## Source material

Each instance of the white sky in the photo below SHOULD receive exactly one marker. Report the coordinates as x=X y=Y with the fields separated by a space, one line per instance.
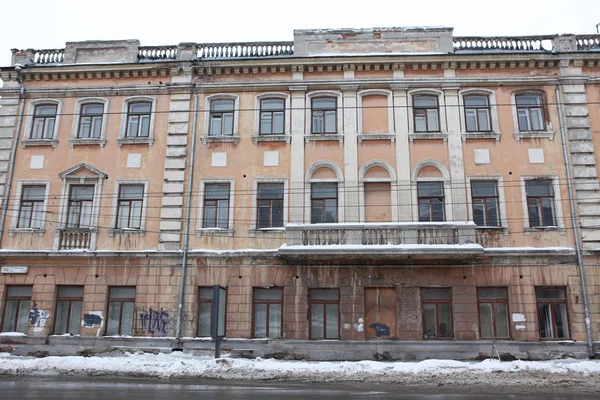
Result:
x=44 y=24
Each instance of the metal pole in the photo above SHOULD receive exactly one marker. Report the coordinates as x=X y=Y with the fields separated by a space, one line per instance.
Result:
x=588 y=322
x=186 y=230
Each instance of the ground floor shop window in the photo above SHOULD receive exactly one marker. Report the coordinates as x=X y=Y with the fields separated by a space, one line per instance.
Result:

## About this task
What are the lines from the one containing "Each instance of the ground" to the end of the material above? Return them exactly, and only them.

## Reply to the exercise
Each instance of the ground floor shop window in the photo above SHOULD receive exactly one marker. Report the coordinates as x=X y=Y with the fields separated by a space, one line per instance.
Result:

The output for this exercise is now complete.